> WHAT YOU ARE ASKED TO DO
Copy the records below exactly, omitting any pictures they contain.

(PROVIDED ENTRIES Opens)

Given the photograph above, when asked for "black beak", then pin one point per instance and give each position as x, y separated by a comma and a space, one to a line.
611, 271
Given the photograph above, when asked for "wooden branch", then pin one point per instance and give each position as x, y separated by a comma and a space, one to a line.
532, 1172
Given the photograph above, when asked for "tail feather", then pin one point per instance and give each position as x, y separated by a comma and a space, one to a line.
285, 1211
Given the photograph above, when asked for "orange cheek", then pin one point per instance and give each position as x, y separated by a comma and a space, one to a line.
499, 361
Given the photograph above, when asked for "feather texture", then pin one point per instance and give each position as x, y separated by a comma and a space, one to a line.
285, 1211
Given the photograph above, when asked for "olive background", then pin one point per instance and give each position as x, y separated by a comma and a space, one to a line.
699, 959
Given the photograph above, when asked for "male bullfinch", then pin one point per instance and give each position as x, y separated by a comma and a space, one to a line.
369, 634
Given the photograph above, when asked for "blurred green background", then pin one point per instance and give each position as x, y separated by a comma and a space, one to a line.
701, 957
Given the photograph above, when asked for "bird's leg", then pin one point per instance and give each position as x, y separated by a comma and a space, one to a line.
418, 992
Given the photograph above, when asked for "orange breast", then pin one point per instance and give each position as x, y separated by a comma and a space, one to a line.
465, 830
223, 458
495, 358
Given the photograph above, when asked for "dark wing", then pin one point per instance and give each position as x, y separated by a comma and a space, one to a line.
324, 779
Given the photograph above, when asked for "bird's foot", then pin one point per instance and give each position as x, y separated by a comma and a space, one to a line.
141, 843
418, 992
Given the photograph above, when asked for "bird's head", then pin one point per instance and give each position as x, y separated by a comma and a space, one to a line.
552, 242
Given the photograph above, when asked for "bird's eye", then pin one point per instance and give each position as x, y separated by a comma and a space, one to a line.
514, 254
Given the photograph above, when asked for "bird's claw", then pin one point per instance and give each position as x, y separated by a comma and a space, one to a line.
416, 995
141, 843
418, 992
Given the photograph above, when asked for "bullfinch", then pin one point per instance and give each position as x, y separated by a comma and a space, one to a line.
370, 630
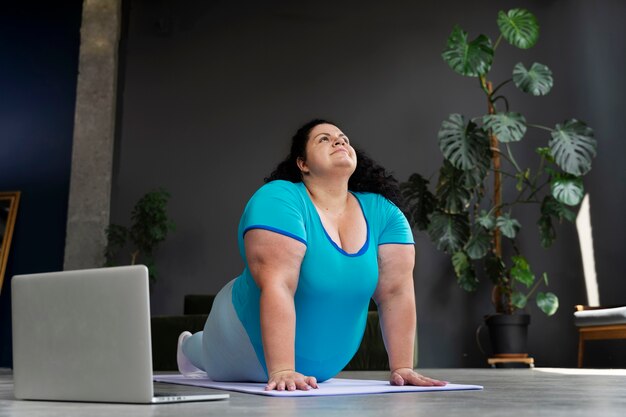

(PROVIDED ENTRIES Closes)

> YOUR RESPONSE
Given the photograph above, when asked for "black beak", then pin one point per instance and give each position as x, y separated by a comma and a space, one to a line.
611, 271
Given the photograph above, when asked for "wooden branch", then pin one point per instance and give each position as x, y separated by a comma and a space, one to a line.
532, 1172
Given the photograph above, when asked for "tail feather", then pin one point per instance and give each position as x, y separated by a comma and a space, one to a line.
285, 1211
Given the photograph above, when asked for "orange cheek", then pin one point per instance and give each position as x, y separated by a comma and a space, one to a line.
499, 361
Given the photograph above, when asked for "feather texture", then pin one point per instance and give each position as x, y separated by a comma and a space, one to a line.
285, 1211
Given the photograph above, when asked for "olive background", then pin one point per instance and give each position as x, y separated by a comma and a space, one to a line.
699, 959
Given the photograph above, when asked for "male bullfinch", then pin one point per instance and give each position as x, y separated by a comma and a space, one to a line.
369, 634
Given the photograph above, when asked for "blurred green background", then pin one point per instance and give each position as x, y separated by a comma and a space, one to a line.
701, 957
Given the photograph above, when asked for "bird's leg", then pin one point per instance and give each position as x, y separated by a comma and a space, one to a line.
418, 992
Given the photograph above, when asked for "orange breast", then pin one point per instance and give each position as x, y separated by a comma and a space, one to a line.
465, 830
223, 458
495, 358
Given the photograph above, when asked for "dark wing", then pin one point per instance and give each position as x, y separated by a comma and a space, one to a line.
324, 779
Given the photograph above, when asked for "bird's foot", then pin one point per instance and give each position as x, y separated by a comma and a space, one to a line.
141, 843
418, 992
Given the photograph above, when asked for "bird's head", then pin one point per instance and give each position as x, y separated by a comma and a space, one to a line.
552, 242
Given the photograph above, when asked for "bird's eye", then pin one point per instance and give each position as x, y separated by a comma and a space, one to a line.
514, 254
Given the photograph above, when asked for "bird's claw", then pin one point per instance and give each position as x, y separated by a comma and a space, one to a line.
416, 995
141, 843
418, 992
Given the photograph above, when asked for "bullfinch", then pin one point per instance and give each position as x, y separated by a comma and a space, one to a line.
370, 630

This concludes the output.